▸ **TASK STATEMENT**: Which lines in the items below contain the word "quilted"? Copy each of them out in full.

▸ **PROVIDED ENTRIES**:
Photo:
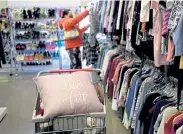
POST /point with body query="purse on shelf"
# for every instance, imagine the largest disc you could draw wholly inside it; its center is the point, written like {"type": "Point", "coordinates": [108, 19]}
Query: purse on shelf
{"type": "Point", "coordinates": [71, 34]}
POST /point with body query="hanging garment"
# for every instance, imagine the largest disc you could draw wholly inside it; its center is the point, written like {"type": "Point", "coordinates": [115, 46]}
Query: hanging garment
{"type": "Point", "coordinates": [146, 84]}
{"type": "Point", "coordinates": [124, 21]}
{"type": "Point", "coordinates": [94, 29]}
{"type": "Point", "coordinates": [119, 15]}
{"type": "Point", "coordinates": [102, 17]}
{"type": "Point", "coordinates": [145, 114]}
{"type": "Point", "coordinates": [175, 15]}
{"type": "Point", "coordinates": [177, 36]}
{"type": "Point", "coordinates": [89, 53]}
{"type": "Point", "coordinates": [145, 8]}
{"type": "Point", "coordinates": [159, 59]}
{"type": "Point", "coordinates": [106, 59]}
{"type": "Point", "coordinates": [113, 67]}
{"type": "Point", "coordinates": [107, 13]}
{"type": "Point", "coordinates": [156, 111]}
{"type": "Point", "coordinates": [2, 55]}
{"type": "Point", "coordinates": [111, 17]}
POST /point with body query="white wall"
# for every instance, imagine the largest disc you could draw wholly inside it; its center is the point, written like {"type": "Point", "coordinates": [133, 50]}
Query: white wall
{"type": "Point", "coordinates": [44, 3]}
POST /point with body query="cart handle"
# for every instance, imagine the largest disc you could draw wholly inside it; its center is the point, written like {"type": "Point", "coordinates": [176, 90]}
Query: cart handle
{"type": "Point", "coordinates": [72, 70]}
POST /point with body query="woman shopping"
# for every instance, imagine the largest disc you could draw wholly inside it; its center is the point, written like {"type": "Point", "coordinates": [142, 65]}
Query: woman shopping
{"type": "Point", "coordinates": [73, 35]}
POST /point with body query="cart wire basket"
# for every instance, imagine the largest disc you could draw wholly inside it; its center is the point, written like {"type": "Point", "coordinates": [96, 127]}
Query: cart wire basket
{"type": "Point", "coordinates": [92, 123]}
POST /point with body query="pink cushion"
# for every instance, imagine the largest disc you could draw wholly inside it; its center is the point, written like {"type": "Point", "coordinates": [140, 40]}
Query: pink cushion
{"type": "Point", "coordinates": [68, 94]}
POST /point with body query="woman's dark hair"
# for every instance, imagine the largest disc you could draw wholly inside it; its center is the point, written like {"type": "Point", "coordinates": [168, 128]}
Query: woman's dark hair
{"type": "Point", "coordinates": [65, 12]}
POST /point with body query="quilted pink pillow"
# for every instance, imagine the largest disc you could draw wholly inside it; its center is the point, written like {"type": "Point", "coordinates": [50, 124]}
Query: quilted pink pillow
{"type": "Point", "coordinates": [68, 94]}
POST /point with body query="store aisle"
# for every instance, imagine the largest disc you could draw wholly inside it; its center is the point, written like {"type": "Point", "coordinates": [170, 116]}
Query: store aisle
{"type": "Point", "coordinates": [18, 95]}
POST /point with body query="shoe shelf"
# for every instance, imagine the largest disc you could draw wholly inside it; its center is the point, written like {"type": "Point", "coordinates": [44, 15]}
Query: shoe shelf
{"type": "Point", "coordinates": [35, 36]}
{"type": "Point", "coordinates": [6, 33]}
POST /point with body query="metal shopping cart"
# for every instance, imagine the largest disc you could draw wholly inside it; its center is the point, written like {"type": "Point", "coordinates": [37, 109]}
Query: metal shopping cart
{"type": "Point", "coordinates": [92, 123]}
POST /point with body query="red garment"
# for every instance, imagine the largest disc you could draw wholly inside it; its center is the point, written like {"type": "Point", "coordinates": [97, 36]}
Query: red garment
{"type": "Point", "coordinates": [169, 123]}
{"type": "Point", "coordinates": [115, 62]}
{"type": "Point", "coordinates": [70, 24]}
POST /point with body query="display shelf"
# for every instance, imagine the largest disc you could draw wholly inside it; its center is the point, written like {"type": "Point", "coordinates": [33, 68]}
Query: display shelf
{"type": "Point", "coordinates": [35, 20]}
{"type": "Point", "coordinates": [38, 29]}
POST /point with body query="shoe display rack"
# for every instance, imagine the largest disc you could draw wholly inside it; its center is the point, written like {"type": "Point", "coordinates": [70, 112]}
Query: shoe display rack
{"type": "Point", "coordinates": [5, 31]}
{"type": "Point", "coordinates": [35, 36]}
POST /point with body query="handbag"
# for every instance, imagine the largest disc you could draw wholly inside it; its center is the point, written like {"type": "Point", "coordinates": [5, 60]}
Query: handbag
{"type": "Point", "coordinates": [71, 34]}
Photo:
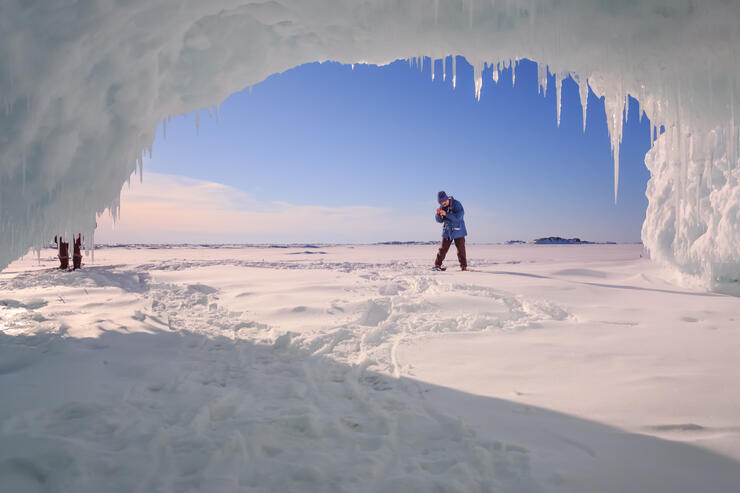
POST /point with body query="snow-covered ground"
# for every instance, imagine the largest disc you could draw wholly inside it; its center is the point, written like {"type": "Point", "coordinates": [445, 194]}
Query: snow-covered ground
{"type": "Point", "coordinates": [355, 368]}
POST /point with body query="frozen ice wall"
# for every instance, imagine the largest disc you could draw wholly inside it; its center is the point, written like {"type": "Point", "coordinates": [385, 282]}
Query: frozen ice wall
{"type": "Point", "coordinates": [83, 86]}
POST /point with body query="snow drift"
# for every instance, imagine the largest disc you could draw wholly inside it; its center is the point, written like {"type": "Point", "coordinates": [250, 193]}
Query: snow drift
{"type": "Point", "coordinates": [83, 86]}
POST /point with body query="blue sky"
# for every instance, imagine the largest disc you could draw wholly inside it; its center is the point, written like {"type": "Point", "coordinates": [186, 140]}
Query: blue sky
{"type": "Point", "coordinates": [372, 146]}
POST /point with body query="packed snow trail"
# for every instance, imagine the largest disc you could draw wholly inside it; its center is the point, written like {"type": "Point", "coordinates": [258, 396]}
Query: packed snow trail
{"type": "Point", "coordinates": [198, 369]}
{"type": "Point", "coordinates": [82, 102]}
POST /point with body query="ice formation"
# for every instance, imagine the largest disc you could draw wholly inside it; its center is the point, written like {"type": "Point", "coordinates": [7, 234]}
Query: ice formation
{"type": "Point", "coordinates": [83, 86]}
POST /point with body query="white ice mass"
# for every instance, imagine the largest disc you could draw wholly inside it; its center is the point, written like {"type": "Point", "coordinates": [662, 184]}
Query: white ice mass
{"type": "Point", "coordinates": [85, 84]}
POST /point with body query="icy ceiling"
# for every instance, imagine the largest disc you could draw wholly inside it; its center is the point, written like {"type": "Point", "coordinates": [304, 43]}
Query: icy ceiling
{"type": "Point", "coordinates": [83, 85]}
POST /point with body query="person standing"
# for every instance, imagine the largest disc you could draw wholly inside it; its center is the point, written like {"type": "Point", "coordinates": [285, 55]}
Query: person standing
{"type": "Point", "coordinates": [451, 215]}
{"type": "Point", "coordinates": [77, 255]}
{"type": "Point", "coordinates": [63, 253]}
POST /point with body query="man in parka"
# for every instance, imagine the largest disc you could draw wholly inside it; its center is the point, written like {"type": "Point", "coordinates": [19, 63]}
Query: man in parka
{"type": "Point", "coordinates": [450, 214]}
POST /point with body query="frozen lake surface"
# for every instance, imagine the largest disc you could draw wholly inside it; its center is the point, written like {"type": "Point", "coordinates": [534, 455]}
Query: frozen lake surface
{"type": "Point", "coordinates": [573, 368]}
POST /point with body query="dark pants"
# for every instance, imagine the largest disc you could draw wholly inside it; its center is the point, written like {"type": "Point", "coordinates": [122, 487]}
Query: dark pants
{"type": "Point", "coordinates": [77, 255]}
{"type": "Point", "coordinates": [63, 254]}
{"type": "Point", "coordinates": [459, 244]}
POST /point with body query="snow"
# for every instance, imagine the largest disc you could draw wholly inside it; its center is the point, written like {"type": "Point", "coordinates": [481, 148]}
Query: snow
{"type": "Point", "coordinates": [550, 368]}
{"type": "Point", "coordinates": [84, 87]}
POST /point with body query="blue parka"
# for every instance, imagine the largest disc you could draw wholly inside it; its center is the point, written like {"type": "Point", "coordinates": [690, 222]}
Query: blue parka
{"type": "Point", "coordinates": [453, 224]}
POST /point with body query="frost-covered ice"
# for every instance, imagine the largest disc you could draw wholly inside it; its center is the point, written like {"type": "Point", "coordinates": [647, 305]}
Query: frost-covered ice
{"type": "Point", "coordinates": [553, 368]}
{"type": "Point", "coordinates": [84, 86]}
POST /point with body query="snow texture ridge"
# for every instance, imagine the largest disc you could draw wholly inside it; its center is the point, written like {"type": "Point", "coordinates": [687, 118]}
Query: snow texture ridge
{"type": "Point", "coordinates": [84, 86]}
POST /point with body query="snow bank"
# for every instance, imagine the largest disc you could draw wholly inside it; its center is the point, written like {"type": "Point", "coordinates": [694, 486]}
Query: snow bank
{"type": "Point", "coordinates": [84, 86]}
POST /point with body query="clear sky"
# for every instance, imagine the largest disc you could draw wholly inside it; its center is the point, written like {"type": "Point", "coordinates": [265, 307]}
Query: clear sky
{"type": "Point", "coordinates": [330, 153]}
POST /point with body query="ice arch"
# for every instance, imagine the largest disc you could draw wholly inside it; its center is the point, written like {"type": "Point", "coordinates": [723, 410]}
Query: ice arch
{"type": "Point", "coordinates": [83, 85]}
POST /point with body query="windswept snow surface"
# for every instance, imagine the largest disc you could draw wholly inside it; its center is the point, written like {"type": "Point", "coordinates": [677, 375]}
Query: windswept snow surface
{"type": "Point", "coordinates": [552, 368]}
{"type": "Point", "coordinates": [85, 84]}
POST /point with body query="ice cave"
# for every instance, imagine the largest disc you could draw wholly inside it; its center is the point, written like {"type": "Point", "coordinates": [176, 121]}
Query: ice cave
{"type": "Point", "coordinates": [84, 85]}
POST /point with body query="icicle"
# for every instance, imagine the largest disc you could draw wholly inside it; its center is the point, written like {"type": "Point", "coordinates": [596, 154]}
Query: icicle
{"type": "Point", "coordinates": [454, 71]}
{"type": "Point", "coordinates": [92, 246]}
{"type": "Point", "coordinates": [558, 95]}
{"type": "Point", "coordinates": [615, 118]}
{"type": "Point", "coordinates": [626, 107]}
{"type": "Point", "coordinates": [583, 93]}
{"type": "Point", "coordinates": [732, 144]}
{"type": "Point", "coordinates": [478, 78]}
{"type": "Point", "coordinates": [542, 72]}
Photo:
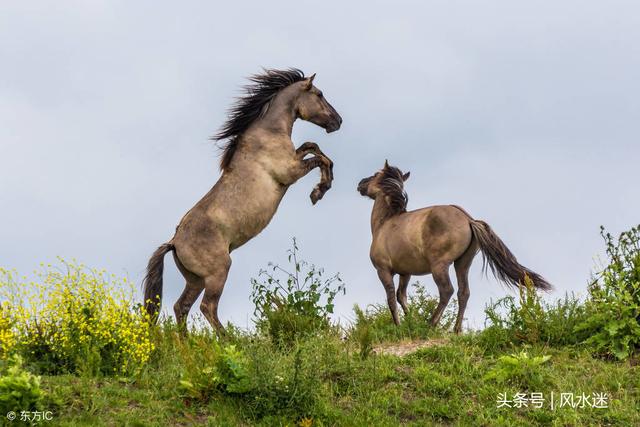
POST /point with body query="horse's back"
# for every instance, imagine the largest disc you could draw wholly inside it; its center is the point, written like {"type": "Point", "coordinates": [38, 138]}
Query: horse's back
{"type": "Point", "coordinates": [414, 241]}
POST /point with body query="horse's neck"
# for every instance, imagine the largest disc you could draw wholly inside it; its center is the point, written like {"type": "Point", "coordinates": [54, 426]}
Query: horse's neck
{"type": "Point", "coordinates": [279, 117]}
{"type": "Point", "coordinates": [379, 214]}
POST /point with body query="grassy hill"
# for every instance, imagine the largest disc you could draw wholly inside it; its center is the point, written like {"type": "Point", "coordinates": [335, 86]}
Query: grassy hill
{"type": "Point", "coordinates": [324, 381]}
{"type": "Point", "coordinates": [76, 347]}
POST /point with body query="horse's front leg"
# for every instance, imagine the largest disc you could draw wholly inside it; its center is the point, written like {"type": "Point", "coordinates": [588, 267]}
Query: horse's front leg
{"type": "Point", "coordinates": [319, 160]}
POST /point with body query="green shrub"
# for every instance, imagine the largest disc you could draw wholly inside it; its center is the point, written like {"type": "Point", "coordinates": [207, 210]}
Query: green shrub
{"type": "Point", "coordinates": [19, 389]}
{"type": "Point", "coordinates": [293, 303]}
{"type": "Point", "coordinates": [265, 381]}
{"type": "Point", "coordinates": [613, 321]}
{"type": "Point", "coordinates": [229, 373]}
{"type": "Point", "coordinates": [521, 370]}
{"type": "Point", "coordinates": [530, 320]}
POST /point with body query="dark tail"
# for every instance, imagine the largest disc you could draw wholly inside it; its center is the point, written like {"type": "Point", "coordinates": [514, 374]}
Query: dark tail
{"type": "Point", "coordinates": [152, 283]}
{"type": "Point", "coordinates": [503, 264]}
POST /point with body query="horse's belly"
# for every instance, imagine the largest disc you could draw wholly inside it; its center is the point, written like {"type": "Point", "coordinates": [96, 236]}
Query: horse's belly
{"type": "Point", "coordinates": [411, 264]}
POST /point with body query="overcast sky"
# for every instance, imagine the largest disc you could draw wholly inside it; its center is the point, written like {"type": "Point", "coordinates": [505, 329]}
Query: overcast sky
{"type": "Point", "coordinates": [526, 114]}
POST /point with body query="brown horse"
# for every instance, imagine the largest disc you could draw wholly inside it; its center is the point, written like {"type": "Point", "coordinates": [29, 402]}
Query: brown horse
{"type": "Point", "coordinates": [429, 240]}
{"type": "Point", "coordinates": [258, 165]}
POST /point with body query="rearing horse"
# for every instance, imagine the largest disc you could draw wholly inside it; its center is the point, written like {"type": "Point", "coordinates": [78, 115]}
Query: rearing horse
{"type": "Point", "coordinates": [258, 164]}
{"type": "Point", "coordinates": [429, 240]}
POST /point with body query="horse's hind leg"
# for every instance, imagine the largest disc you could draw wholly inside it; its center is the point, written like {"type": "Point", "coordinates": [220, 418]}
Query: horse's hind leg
{"type": "Point", "coordinates": [213, 286]}
{"type": "Point", "coordinates": [462, 266]}
{"type": "Point", "coordinates": [387, 281]}
{"type": "Point", "coordinates": [192, 290]}
{"type": "Point", "coordinates": [402, 292]}
{"type": "Point", "coordinates": [181, 308]}
{"type": "Point", "coordinates": [441, 277]}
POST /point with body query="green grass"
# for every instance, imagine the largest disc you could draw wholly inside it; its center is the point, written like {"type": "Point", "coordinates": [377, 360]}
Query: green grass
{"type": "Point", "coordinates": [440, 385]}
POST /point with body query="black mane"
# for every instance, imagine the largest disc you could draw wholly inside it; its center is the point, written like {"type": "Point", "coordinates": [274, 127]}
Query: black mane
{"type": "Point", "coordinates": [392, 185]}
{"type": "Point", "coordinates": [249, 107]}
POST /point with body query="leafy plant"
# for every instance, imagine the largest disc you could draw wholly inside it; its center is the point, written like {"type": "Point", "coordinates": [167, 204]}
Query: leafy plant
{"type": "Point", "coordinates": [375, 323]}
{"type": "Point", "coordinates": [530, 320]}
{"type": "Point", "coordinates": [613, 321]}
{"type": "Point", "coordinates": [19, 389]}
{"type": "Point", "coordinates": [519, 369]}
{"type": "Point", "coordinates": [229, 373]}
{"type": "Point", "coordinates": [290, 303]}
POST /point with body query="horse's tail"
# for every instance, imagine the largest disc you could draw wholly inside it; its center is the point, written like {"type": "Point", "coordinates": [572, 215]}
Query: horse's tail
{"type": "Point", "coordinates": [152, 283]}
{"type": "Point", "coordinates": [503, 264]}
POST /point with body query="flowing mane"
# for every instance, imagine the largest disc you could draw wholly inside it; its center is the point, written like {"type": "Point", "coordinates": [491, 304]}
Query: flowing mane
{"type": "Point", "coordinates": [392, 185]}
{"type": "Point", "coordinates": [251, 106]}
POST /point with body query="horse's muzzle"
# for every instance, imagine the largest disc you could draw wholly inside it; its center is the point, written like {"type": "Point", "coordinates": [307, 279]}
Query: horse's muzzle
{"type": "Point", "coordinates": [335, 124]}
{"type": "Point", "coordinates": [362, 186]}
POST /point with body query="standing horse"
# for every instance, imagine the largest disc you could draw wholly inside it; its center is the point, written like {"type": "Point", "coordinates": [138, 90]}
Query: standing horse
{"type": "Point", "coordinates": [429, 240]}
{"type": "Point", "coordinates": [258, 164]}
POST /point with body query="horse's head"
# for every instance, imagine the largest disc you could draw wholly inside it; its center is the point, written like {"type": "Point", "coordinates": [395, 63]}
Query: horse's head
{"type": "Point", "coordinates": [313, 107]}
{"type": "Point", "coordinates": [387, 179]}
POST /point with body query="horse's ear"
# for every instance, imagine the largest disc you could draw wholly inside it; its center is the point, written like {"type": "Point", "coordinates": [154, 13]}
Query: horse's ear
{"type": "Point", "coordinates": [308, 83]}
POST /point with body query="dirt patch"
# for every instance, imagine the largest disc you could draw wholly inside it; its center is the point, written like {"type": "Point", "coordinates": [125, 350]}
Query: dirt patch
{"type": "Point", "coordinates": [403, 348]}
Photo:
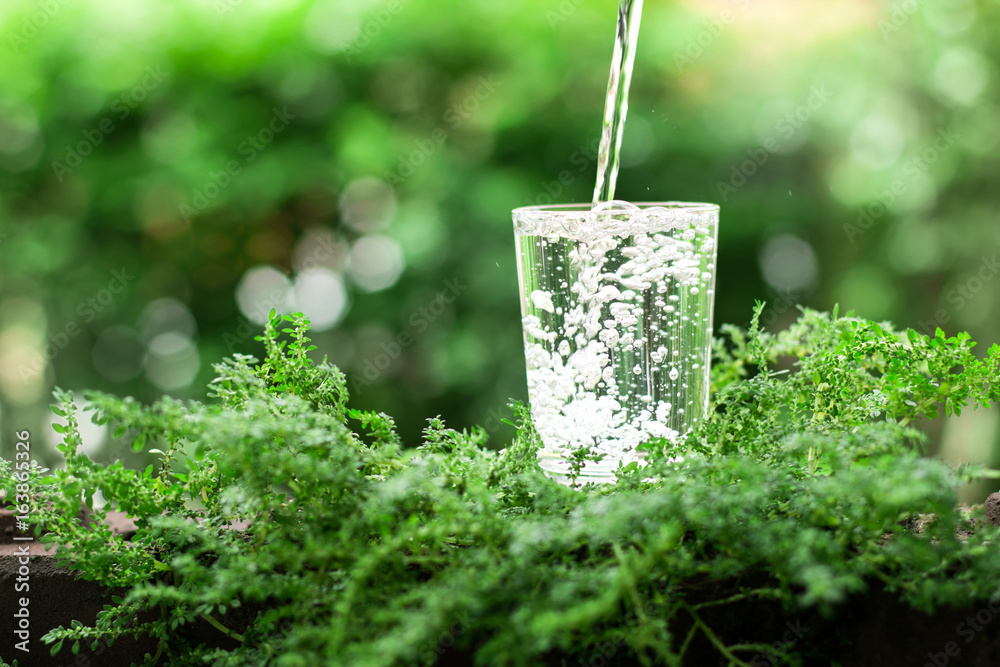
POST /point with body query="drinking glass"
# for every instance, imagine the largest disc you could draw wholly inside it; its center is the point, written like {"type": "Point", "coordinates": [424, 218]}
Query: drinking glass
{"type": "Point", "coordinates": [617, 316]}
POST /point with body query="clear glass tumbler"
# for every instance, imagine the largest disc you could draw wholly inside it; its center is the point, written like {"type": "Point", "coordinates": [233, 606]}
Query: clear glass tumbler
{"type": "Point", "coordinates": [617, 316]}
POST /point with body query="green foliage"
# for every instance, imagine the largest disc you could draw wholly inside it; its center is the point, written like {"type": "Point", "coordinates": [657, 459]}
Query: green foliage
{"type": "Point", "coordinates": [896, 234]}
{"type": "Point", "coordinates": [305, 533]}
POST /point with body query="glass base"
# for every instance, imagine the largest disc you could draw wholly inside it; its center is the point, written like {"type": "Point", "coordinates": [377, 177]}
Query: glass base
{"type": "Point", "coordinates": [557, 467]}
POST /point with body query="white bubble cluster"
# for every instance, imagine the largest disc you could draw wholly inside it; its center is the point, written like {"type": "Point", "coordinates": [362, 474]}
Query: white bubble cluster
{"type": "Point", "coordinates": [631, 337]}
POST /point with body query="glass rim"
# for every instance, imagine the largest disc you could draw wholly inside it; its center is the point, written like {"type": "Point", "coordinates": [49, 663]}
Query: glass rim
{"type": "Point", "coordinates": [576, 209]}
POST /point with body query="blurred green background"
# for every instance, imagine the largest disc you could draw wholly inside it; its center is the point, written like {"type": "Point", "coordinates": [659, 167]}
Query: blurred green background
{"type": "Point", "coordinates": [172, 169]}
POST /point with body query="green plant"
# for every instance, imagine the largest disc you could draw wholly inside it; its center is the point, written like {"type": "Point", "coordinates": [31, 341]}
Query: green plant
{"type": "Point", "coordinates": [339, 546]}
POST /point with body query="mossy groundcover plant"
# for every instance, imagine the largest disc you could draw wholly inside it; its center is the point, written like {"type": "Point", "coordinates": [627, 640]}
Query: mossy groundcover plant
{"type": "Point", "coordinates": [339, 545]}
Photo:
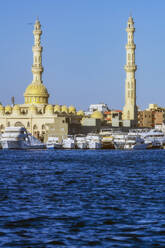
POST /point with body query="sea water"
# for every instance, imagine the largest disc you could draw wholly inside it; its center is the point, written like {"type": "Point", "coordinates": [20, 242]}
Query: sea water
{"type": "Point", "coordinates": [82, 198]}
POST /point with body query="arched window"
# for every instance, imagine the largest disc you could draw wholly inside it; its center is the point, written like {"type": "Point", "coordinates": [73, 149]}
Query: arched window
{"type": "Point", "coordinates": [18, 124]}
{"type": "Point", "coordinates": [35, 127]}
{"type": "Point", "coordinates": [128, 115]}
{"type": "Point", "coordinates": [28, 124]}
{"type": "Point", "coordinates": [43, 127]}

▸ **FINISHED ANSWER**:
POST /point with body query="quilted pink pillow"
Query: quilted pink pillow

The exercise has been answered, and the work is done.